> **EXTRAIT DU DOCUMENT**
▼
Le quartier où j'habite depuis quinze ans souffre de graves précarités
économiques et sociales. Je me suis confronté pendant trois décennies à ce
fléau lorsque j'étais instituteur en zone d'éducation prioritaire. J'ai lutté
contre. Ouvert des lucarnes à la lumière sinon des portes. Et je continue à le
faire.
Je n'ai pas la tentation de sombrer dans un ouvriérisme béat à la
façon d'un Georges Marchais. Il m'arrive de pester contre ces
"pauvres" qui font des fautes d'orthographe, regardent des conneries
à la téloche et tiennent des propos politiquement contestables. Il m'arrive de
leur reprocher une trop grande soumission au mirage de la consommation et un
trop faible désir de révolte.
Mais je n'accepte pas la pensée simpliste et réductionniste, d'où
qu'elle vienne. Je la trouve intolérante. Je la trouve méprisante. Je n'aime
pas l'intolérance. Je déteste le mépris dont j'ai moi-même senti la morsure
indélébile.
Je suis un "plouc".
Je fuis comme la peste les grands maîtres des sentences littéraires
et philosophiques qui vous assènent cinq références en cinq minutes. Je fuis
comme la peste les thuriféraires des modernités eco friendly sur les rives de
la Seine et de la Garonne.
Je suis un "plouc".
Je me souviens de Pierre Sansot, de son affection pour les humbles,
les "gens de peu". Je me souviens de Pierre Soulages, de son intérêt
pour le geste sûr du menuisier. De Théodore Monod, de sa curiosité pour les
conversations ordinaires des Bédouins. Ces personnes ont éprouvé dans leur vie
et dans leur œuvre que les "pauvres" échappent à l'image étriquée de
la "Télévicon", au match de foot arrosé à la Kronenbourg.
▲
> **CONSIGNE ÉCRITE 1**
Reprenez les entrées depuis la ligne contenant « An instance of the **clear » jusqu'à la fin des entrées, en remplaçant « pixel coordinates » par « image coordinates » sans rien changer d'autre.

Entrées brutes
▼
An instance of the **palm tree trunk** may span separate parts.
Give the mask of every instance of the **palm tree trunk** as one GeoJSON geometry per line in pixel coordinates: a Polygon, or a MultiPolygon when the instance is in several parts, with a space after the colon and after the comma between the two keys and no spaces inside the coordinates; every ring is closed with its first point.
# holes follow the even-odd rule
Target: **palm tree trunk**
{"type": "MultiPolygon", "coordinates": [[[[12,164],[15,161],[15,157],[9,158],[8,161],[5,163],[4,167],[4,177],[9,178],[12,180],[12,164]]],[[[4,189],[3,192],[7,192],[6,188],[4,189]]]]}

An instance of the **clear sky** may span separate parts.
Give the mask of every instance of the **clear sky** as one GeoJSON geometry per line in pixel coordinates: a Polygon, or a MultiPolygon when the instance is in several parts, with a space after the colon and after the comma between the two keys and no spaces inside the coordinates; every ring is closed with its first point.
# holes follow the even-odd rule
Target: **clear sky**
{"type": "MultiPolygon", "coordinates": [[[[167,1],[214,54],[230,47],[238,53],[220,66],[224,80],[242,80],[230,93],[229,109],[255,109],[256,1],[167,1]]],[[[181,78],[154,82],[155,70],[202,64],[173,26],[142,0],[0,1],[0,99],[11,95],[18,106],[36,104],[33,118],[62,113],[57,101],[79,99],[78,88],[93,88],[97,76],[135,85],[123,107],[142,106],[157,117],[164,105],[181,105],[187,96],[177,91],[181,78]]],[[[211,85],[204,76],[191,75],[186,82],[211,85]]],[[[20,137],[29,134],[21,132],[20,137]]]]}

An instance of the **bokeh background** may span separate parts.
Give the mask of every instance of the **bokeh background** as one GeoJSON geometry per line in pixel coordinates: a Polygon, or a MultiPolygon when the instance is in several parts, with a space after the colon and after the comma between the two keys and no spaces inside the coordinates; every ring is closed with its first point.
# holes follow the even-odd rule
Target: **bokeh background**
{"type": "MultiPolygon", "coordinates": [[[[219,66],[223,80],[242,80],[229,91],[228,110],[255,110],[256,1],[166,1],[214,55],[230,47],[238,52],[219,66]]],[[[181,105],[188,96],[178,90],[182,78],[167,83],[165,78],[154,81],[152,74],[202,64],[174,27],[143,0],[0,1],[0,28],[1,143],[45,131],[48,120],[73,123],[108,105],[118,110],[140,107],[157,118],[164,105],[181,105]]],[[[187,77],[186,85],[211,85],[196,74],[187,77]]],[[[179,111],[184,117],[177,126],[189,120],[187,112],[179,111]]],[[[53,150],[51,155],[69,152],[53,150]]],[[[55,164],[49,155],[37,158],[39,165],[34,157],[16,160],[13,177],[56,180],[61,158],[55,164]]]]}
▲
> **CONSIGNE ÉCRITE 2**
Recopiez sans aucune modification tout le passage de l'extrait allant de « Mais je n'accepte » jusqu'à « indélébile. ».

> **RÉPONSE COMPLÈTE 1**
An instance of the **clear sky** may span separate parts.
Give the mask of every instance of the **clear sky** as one GeoJSON geometry per line in image coordinates: a Polygon, or a MultiPolygon when the instance is in several parts, with a space after the colon and after the comma between the two keys and no spaces inside the coordinates; every ring is closed with its first point.
# holes follow the even-odd rule
Target: **clear sky**
{"type": "MultiPolygon", "coordinates": [[[[167,1],[214,54],[230,47],[238,53],[220,66],[224,80],[242,80],[230,93],[229,109],[255,109],[256,1],[167,1]]],[[[181,78],[154,82],[155,70],[202,64],[173,26],[142,0],[0,1],[0,99],[11,95],[18,106],[36,104],[33,118],[62,113],[57,101],[79,99],[78,88],[93,88],[97,76],[135,85],[123,107],[142,106],[157,117],[164,105],[181,105],[187,96],[177,91],[181,78]]],[[[211,85],[204,76],[191,75],[186,82],[211,85]]],[[[20,137],[29,134],[21,132],[20,137]]]]}

An instance of the **bokeh background** may span separate parts.
Give the mask of every instance of the **bokeh background** as one GeoJSON geometry per line in image coordinates: a Polygon, or a MultiPolygon when the instance is in several parts, with a space after the colon and after the comma between the two keys and no spaces inside the coordinates; every ring is closed with its first point.
# holes follow the even-odd rule
Target: **bokeh background**
{"type": "MultiPolygon", "coordinates": [[[[219,66],[223,80],[242,80],[229,91],[228,110],[255,110],[256,1],[166,1],[214,55],[230,47],[238,52],[219,66]]],[[[181,105],[188,96],[178,90],[182,78],[167,83],[165,78],[154,81],[152,74],[202,64],[174,27],[143,0],[0,1],[0,28],[1,143],[45,131],[48,120],[73,123],[108,105],[118,110],[140,107],[157,118],[164,105],[181,105]]],[[[187,77],[186,85],[211,85],[196,74],[187,77]]],[[[179,111],[184,117],[177,126],[189,120],[187,112],[179,111]]],[[[53,150],[51,155],[69,152],[53,150]]],[[[55,164],[49,155],[37,158],[39,165],[34,157],[16,160],[13,177],[56,180],[61,158],[55,164]]]]}

> **RÉPONSE COMPLÈTE 2**
Mais je n'accepte pas la pensée simpliste et réductionniste, d'où
qu'elle vienne. Je la trouve intolérante. Je la trouve méprisante. Je n'aime
pas l'intolérance. Je déteste le mépris dont j'ai moi-même senti la morsure
indélébile.